=== Section Start ===

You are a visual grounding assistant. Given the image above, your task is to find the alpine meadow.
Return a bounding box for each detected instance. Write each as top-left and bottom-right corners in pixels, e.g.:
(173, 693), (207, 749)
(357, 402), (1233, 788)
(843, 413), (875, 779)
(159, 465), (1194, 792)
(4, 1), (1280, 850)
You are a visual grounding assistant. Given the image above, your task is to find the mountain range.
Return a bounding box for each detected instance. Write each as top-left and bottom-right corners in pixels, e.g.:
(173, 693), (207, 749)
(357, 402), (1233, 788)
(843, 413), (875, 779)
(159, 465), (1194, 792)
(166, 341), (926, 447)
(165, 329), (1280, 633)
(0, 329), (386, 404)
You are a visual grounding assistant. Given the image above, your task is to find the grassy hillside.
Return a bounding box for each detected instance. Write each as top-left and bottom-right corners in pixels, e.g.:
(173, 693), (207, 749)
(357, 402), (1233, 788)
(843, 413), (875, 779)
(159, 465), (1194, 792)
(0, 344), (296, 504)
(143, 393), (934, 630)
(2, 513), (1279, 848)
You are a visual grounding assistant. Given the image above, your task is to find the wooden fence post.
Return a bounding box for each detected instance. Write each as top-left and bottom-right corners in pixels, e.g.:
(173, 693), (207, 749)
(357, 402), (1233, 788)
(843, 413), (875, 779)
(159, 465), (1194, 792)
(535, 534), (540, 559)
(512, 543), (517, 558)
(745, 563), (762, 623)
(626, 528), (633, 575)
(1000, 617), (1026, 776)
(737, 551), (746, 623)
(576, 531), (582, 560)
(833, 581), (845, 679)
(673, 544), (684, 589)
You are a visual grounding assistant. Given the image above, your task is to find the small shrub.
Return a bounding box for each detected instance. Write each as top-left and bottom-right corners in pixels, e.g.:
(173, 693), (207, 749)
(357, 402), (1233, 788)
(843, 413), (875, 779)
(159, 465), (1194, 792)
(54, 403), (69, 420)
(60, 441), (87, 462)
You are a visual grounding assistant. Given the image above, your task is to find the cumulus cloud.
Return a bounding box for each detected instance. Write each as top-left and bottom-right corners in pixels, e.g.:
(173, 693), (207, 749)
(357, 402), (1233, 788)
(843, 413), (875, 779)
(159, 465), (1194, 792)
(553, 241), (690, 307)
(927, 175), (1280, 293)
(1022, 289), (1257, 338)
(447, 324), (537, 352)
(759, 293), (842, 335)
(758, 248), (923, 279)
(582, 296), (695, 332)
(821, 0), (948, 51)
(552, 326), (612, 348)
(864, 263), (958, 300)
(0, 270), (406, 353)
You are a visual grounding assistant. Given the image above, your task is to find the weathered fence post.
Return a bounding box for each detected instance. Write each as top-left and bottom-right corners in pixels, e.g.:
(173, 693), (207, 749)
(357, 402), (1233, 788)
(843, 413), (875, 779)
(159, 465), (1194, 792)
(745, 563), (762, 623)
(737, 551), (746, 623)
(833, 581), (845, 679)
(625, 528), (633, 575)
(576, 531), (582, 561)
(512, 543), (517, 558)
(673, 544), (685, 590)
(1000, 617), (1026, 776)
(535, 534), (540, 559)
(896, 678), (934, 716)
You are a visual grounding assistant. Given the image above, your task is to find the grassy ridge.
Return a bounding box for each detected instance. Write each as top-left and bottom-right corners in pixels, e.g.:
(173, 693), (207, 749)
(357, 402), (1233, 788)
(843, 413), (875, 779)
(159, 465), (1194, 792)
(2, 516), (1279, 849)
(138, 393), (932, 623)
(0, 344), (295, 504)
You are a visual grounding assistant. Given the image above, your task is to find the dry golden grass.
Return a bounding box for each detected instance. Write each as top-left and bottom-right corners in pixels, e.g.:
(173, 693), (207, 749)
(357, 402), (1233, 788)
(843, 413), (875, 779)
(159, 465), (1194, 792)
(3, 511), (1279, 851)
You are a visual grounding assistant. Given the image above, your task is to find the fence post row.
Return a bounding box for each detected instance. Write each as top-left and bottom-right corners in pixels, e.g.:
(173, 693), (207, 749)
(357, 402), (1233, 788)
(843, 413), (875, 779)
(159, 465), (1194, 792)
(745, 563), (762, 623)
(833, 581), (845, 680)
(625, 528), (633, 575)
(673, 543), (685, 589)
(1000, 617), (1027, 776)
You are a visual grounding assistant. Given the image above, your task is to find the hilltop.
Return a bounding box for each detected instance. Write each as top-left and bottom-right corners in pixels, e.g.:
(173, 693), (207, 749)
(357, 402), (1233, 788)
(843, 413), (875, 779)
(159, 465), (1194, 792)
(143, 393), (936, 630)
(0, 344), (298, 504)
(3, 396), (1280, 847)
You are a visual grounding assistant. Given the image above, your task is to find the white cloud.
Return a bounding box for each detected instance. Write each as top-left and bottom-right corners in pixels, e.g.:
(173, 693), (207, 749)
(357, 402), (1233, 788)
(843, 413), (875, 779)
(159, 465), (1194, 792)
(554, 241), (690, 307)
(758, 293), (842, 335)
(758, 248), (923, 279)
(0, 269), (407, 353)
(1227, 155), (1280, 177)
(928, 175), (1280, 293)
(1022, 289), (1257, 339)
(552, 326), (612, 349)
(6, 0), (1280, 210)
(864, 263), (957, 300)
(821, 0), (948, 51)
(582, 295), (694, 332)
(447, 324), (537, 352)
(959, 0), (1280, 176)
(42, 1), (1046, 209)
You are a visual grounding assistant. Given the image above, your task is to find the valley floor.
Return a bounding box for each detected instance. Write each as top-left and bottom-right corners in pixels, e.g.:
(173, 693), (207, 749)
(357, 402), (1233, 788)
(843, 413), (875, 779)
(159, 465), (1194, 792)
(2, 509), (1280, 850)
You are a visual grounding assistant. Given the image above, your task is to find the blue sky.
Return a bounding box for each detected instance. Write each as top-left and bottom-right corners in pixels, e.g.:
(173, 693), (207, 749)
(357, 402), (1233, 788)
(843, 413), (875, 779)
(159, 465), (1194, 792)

=== Section End ===

• _INSTRUCTIONS TO FOLLOW_
An exact copy of the listing above is what this exercise asks for.

• _TASK ANSWER_
You are a visual grounding assistant. Given the image above, your task is to find the alpine meadow.
Return a bounding box for each detected instance. Write each as top-left and bottom-right corners in pixels, e.g.:
(173, 693), (207, 749)
(357, 402), (1233, 788)
(843, 413), (875, 779)
(159, 465), (1194, 792)
(4, 1), (1280, 850)
You are a visual grounding assistant. Given the image above, your task is to find the mountain range.
Return a bounding box for each detected instance. Write each as top-left and bottom-right corners in pixels, e.g.:
(173, 693), (207, 749)
(357, 402), (1233, 788)
(843, 413), (875, 779)
(159, 465), (1194, 792)
(166, 341), (926, 447)
(165, 329), (1280, 633)
(0, 329), (386, 404)
You are a visual grounding assistant. Given the image above, your task is to find the grassy hillside.
Return a bounding box for each detected instance. Write each as top-left and bottom-right corners in pixels, e.g.:
(173, 693), (207, 749)
(357, 402), (1233, 788)
(843, 413), (875, 779)
(159, 465), (1194, 792)
(0, 344), (296, 504)
(143, 393), (934, 630)
(2, 513), (1279, 848)
You are a visual grounding assistant. Given the image above, your task is to find the wooden fence post.
Return a bounding box for each detected instance. Write each as top-left and bottom-right corners in pixels, e.g.:
(173, 693), (207, 749)
(357, 402), (1233, 788)
(843, 413), (875, 779)
(159, 465), (1194, 792)
(535, 534), (540, 559)
(512, 543), (517, 558)
(745, 563), (762, 623)
(626, 528), (633, 575)
(1000, 617), (1026, 776)
(737, 551), (746, 623)
(576, 531), (582, 560)
(833, 581), (845, 679)
(673, 544), (684, 589)
You are a visual grounding assistant. Given the image above, your task is to find the small shrub.
Return a bounding box for each detected instance. Write each as top-left and bottom-right corners in pixels, e.g.:
(173, 693), (207, 749)
(357, 402), (1233, 788)
(843, 413), (875, 779)
(159, 465), (1194, 792)
(54, 403), (69, 420)
(60, 441), (87, 462)
You are a visual grounding assistant. Given the image above, your task is to find the cumulus cloud.
Return a bounding box for each detected instance. Write each as top-left and bottom-right corners in pixels, e.g.:
(173, 693), (207, 749)
(357, 402), (1233, 788)
(843, 413), (875, 779)
(159, 465), (1194, 792)
(553, 241), (690, 307)
(927, 175), (1280, 293)
(1022, 289), (1257, 338)
(447, 324), (537, 352)
(759, 293), (842, 335)
(758, 248), (923, 279)
(582, 296), (695, 332)
(821, 0), (948, 51)
(552, 326), (612, 348)
(864, 263), (958, 300)
(0, 270), (406, 353)
You are a visual grounding assistant. Given the image above, your task is to find the weathered fence post.
Return a bounding box for each detected instance. Write each as top-left and bottom-right corners in pixels, e.g.:
(173, 693), (207, 749)
(357, 402), (1233, 788)
(843, 413), (875, 779)
(159, 465), (1194, 792)
(745, 563), (762, 623)
(737, 551), (746, 623)
(833, 581), (845, 679)
(625, 528), (633, 575)
(576, 531), (582, 561)
(512, 543), (517, 558)
(673, 544), (685, 590)
(1000, 617), (1026, 776)
(535, 534), (540, 559)
(896, 678), (934, 716)
You are a visual grounding assistant. Given the image above, your task is to find the grassy ridge.
Return a bounding box for each detected instance. Write each as top-left and bottom-right corners in pixels, e.g.:
(173, 693), (207, 749)
(357, 402), (1233, 788)
(843, 413), (875, 779)
(159, 465), (1194, 792)
(2, 516), (1279, 849)
(138, 393), (932, 623)
(0, 344), (295, 504)
You are a visual grounding assistant. Given the image above, your task is to find the dry golden grass.
Return a bounding box for each detected instance. Write each as top-left and bottom-right corners in pixels, e.g.:
(173, 693), (207, 749)
(357, 402), (1233, 788)
(843, 413), (875, 779)
(159, 465), (1194, 792)
(3, 511), (1279, 851)
You are a visual grounding assistant. Given the image above, your task is to find the fence post row.
Return a bounding box for each detected instance. Write each as top-left and bottom-right corners in pixels, e.g.:
(173, 693), (207, 749)
(357, 402), (1233, 788)
(843, 413), (875, 779)
(159, 465), (1194, 792)
(745, 563), (762, 623)
(833, 581), (845, 680)
(625, 528), (633, 575)
(673, 543), (685, 589)
(1000, 617), (1027, 776)
You are a visual grounding assistant. Given the image above, your task is to find the hilltop.
Return a bounding box for each detected instance. Write each as top-left and bottom-right corners in pixels, e.g.:
(173, 693), (207, 749)
(357, 402), (1233, 788)
(843, 413), (875, 779)
(159, 465), (1194, 792)
(143, 393), (936, 630)
(0, 344), (298, 504)
(3, 396), (1280, 847)
You are a visual grounding assistant. Given the image above, your task is to find the white cloud.
Return a bounding box for each detected instance. Write each as top-left and bottom-right corners in pixels, e.g.:
(173, 693), (207, 749)
(357, 402), (1233, 788)
(843, 413), (875, 779)
(159, 465), (1194, 792)
(554, 241), (690, 307)
(758, 293), (842, 335)
(758, 248), (923, 279)
(0, 269), (407, 353)
(1227, 155), (1280, 177)
(928, 175), (1280, 293)
(1022, 289), (1257, 339)
(552, 326), (612, 349)
(6, 0), (1280, 210)
(864, 263), (957, 300)
(821, 0), (948, 51)
(582, 295), (694, 332)
(447, 324), (537, 352)
(959, 0), (1280, 176)
(42, 1), (1046, 209)
You are a visual grounding assistant. Given the image above, your task is to find the valley floor.
Return a bounding box for each detected instance. Write each as top-left and bottom-right corners in pixels, e.g.:
(173, 693), (207, 749)
(357, 402), (1233, 788)
(843, 413), (875, 779)
(159, 465), (1194, 792)
(2, 509), (1280, 850)
You are a visual grounding assistant. Given the image above, your task is to find the blue sky.
Return a bounding box for each detected instance. Write each as top-left and bottom-right corners in pixels, e.g.:
(173, 693), (207, 749)
(357, 402), (1233, 788)
(843, 413), (875, 779)
(159, 465), (1194, 792)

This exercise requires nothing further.